Your task is to reproduce exactly the lines from the one containing "Target: outdoor swimming pool" through the last line below, both ends included, and nothing else, with no pictures.

* **DATA EXCERPTS**
-.-.-
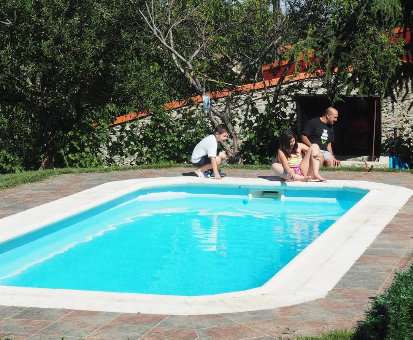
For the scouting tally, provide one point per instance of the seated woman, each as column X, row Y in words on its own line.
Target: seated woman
column 290, row 164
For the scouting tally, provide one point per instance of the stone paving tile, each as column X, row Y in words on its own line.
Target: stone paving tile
column 145, row 320
column 160, row 333
column 259, row 315
column 231, row 332
column 118, row 332
column 9, row 311
column 50, row 314
column 343, row 307
column 22, row 327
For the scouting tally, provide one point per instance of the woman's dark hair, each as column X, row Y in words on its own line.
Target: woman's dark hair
column 285, row 140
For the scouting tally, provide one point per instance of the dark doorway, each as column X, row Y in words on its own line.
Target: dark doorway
column 358, row 128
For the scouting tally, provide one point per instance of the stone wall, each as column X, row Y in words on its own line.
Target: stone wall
column 396, row 111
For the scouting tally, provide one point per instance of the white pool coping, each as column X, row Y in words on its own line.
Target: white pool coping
column 310, row 275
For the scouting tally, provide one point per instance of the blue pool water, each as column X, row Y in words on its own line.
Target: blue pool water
column 175, row 241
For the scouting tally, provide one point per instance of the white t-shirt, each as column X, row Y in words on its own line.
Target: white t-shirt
column 206, row 147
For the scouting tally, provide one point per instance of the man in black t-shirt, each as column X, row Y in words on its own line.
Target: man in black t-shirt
column 320, row 131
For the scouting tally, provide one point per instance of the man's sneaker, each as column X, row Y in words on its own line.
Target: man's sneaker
column 211, row 174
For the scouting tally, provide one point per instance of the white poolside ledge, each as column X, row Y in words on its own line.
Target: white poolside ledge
column 310, row 275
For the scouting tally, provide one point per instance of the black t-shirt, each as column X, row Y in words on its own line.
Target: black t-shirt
column 319, row 132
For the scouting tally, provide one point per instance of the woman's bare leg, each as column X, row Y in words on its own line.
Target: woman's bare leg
column 280, row 172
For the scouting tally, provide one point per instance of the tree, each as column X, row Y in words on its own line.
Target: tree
column 65, row 65
column 216, row 45
column 345, row 43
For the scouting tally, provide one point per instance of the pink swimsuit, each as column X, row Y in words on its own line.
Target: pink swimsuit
column 294, row 163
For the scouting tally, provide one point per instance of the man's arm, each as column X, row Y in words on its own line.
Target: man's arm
column 330, row 150
column 305, row 140
column 215, row 168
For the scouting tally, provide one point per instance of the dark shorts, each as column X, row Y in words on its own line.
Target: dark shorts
column 204, row 160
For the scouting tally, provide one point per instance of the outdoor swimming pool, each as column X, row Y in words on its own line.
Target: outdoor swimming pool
column 310, row 275
column 184, row 240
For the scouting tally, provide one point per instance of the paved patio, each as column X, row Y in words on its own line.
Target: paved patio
column 343, row 307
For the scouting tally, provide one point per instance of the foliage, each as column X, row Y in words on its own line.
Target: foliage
column 162, row 138
column 262, row 133
column 391, row 313
column 65, row 65
column 401, row 146
column 350, row 44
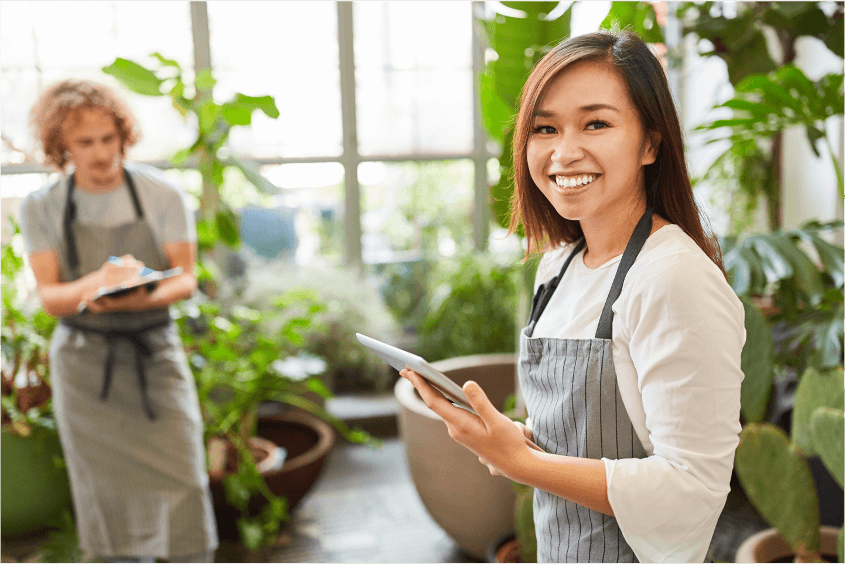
-.-.-
* **RESPONSE AREA**
Target: outdoor swimming pool
column 310, row 275
column 184, row 240
For the scouting tally, provide one point per instance of the paved patio, each as column X, row Y in words on its own line.
Target: paved patio
column 343, row 307
For the scouting tally, provide one point per instance of the foliage, each as column X, row Y in words on its own line.
Target: foliage
column 162, row 138
column 262, row 133
column 391, row 313
column 65, row 65
column 401, row 146
column 350, row 44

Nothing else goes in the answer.